**Text**
★ ★ ★ ★ ★ ★ ★

APM

James Phillips anti_spam256 at yahoo.ca
Sat Nov 14 03:50:25 UTC 2009


I was going to just respond to myself again, but I see I generated some discussion :)

Anyway, In the 
http://forums.freebsd.org/showthread.php?t=1012

page at least two people mentioned the ATAidle utility. It is not recommended for the same reason APM isn't: devices sleep without OS consent.

Anyway, I now know the drive saves 5W spun down because this command has immediate effect:
# ataidle -o /dev/ad4
Followed shortly by:
Nov 13 16:51:11 dusty kernel: ad4: TIMEOUT-WRITE=DMA retrying (1 retry left) LBA=23261855

I settled on (But using the rc.conf format):
ataidle -I 6 -S 10 /dev/ad4
because I think the "Idle timer" (minutes) and "Supsend timer" (minutes) stack to 16 minutes. Setting the suspend time has an effect of immediately spinning down the disk though (mentioned in the man page)

★ ★ ★ ★ ★ ★ ★

**Record excerpts**

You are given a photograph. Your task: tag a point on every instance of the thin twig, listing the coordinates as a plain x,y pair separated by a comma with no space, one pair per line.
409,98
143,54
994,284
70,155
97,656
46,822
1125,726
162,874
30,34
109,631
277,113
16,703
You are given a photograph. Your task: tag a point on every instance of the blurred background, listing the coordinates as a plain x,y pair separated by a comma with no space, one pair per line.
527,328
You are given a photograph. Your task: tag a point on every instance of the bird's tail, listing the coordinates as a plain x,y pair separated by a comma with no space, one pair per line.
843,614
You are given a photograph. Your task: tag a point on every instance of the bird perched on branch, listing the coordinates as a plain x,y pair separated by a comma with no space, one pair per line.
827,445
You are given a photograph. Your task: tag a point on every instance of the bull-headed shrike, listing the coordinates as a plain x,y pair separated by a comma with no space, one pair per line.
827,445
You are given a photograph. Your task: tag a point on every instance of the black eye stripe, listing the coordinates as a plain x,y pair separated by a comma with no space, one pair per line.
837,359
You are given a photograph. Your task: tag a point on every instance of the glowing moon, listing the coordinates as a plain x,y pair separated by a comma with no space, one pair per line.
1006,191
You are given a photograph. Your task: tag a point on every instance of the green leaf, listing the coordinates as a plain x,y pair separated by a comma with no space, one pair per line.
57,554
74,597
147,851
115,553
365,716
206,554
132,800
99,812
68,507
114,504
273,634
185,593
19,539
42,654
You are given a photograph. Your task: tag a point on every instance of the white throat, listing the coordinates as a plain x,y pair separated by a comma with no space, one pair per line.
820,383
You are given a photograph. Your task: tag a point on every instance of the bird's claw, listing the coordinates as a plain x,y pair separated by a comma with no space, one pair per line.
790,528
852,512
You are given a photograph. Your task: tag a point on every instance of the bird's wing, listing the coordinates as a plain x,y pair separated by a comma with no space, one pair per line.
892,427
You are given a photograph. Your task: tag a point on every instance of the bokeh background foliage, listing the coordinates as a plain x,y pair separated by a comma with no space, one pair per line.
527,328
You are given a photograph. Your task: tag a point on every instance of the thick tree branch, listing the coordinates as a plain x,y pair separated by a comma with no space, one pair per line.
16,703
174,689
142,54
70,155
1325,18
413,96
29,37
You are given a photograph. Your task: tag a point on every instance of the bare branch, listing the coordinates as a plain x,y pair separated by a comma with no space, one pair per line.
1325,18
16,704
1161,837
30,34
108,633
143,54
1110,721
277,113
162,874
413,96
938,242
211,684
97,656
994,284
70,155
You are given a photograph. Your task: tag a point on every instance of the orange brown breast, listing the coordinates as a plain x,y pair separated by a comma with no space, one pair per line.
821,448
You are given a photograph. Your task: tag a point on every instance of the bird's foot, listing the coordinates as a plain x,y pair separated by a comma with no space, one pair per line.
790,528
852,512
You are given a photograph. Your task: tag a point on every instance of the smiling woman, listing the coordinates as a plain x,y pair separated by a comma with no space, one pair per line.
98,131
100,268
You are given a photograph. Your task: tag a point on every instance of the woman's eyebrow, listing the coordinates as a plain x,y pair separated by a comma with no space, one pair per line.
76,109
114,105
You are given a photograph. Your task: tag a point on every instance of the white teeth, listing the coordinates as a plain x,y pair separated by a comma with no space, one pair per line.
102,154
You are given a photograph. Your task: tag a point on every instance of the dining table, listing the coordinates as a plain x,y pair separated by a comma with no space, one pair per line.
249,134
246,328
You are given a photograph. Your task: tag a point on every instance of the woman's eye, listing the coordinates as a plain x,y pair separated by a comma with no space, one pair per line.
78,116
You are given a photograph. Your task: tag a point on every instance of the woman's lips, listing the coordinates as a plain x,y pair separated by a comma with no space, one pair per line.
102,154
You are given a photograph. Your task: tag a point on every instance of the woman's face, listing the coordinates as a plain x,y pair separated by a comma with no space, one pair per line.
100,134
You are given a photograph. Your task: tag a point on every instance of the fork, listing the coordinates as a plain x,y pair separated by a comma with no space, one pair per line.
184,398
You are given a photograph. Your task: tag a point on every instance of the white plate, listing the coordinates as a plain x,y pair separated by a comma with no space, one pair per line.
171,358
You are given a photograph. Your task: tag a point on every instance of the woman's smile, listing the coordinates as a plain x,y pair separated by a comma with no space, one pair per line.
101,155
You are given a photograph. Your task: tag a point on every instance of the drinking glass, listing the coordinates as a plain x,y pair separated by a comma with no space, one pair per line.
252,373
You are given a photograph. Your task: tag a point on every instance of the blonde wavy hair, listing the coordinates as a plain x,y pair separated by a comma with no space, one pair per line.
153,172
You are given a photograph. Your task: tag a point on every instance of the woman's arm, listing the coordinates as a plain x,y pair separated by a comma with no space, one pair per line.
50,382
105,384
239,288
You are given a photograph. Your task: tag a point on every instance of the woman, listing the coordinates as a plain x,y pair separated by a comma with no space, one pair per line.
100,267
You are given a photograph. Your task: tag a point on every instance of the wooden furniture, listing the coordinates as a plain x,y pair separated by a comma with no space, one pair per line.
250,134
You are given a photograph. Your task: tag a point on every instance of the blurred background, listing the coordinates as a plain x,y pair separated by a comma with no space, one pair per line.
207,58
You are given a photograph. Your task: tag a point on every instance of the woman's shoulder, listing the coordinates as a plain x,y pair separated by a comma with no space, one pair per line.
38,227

★ ★ ★ ★ ★ ★ ★

**Problem to work on**
Copy the post about spinning down the disk from "I settled on" up to and including "the man page)", word for word.

**Completed exercise**
I settled on (But using the rc.conf format):
ataidle -I 6 -S 10 /dev/ad4
because I think the "Idle timer" (minutes) and "Supsend timer" (minutes) stack to 16 minutes. Setting the suspend time has an effect of immediately spinning down the disk though (mentioned in the man page)